__Work instructions__: Can you copy every one of the following entries, character for character, with nothing changed?

__Available data__:
-*-*-

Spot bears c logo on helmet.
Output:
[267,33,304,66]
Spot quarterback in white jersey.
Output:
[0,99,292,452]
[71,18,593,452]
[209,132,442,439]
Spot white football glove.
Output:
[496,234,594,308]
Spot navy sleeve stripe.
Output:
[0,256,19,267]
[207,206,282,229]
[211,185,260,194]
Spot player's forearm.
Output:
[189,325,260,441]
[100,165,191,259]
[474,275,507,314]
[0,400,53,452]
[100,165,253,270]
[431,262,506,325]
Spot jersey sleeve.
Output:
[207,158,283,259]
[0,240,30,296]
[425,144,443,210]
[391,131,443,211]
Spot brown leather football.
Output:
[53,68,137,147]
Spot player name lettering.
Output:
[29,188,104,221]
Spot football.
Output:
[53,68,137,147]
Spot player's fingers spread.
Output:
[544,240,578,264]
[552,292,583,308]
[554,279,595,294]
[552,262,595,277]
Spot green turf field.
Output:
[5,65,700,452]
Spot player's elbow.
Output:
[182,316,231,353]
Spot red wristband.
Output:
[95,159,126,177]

-*-*-

__Problem solution__:
Spot bears c logo on helmet.
Output:
[267,33,304,66]
Spot quarterback in white jersey.
Output:
[0,99,292,452]
[71,18,593,452]
[209,132,442,439]
Spot white football glove.
Output:
[496,234,594,308]
Spot navy sleeve stripe.
Output:
[0,256,19,267]
[207,206,282,229]
[211,185,260,194]
Spot player's forearm.
Output:
[189,325,260,441]
[100,165,191,259]
[474,275,507,314]
[0,400,53,452]
[100,165,253,270]
[431,262,506,325]
Spot jersey sleeve.
Output:
[207,158,283,259]
[0,240,30,296]
[425,144,443,210]
[391,131,443,211]
Spot brown leather football.
Output:
[53,68,137,147]
Spot player name lettering.
Output:
[29,188,104,221]
Spot football.
Output:
[53,68,137,147]
Spot player's fingers spread.
Output:
[544,240,578,264]
[552,292,583,308]
[554,279,595,294]
[552,262,595,277]
Spot green turf field.
Output:
[5,65,700,452]
Spot player's elbow.
Output:
[182,316,231,353]
Spot red wristband.
Output:
[95,159,126,177]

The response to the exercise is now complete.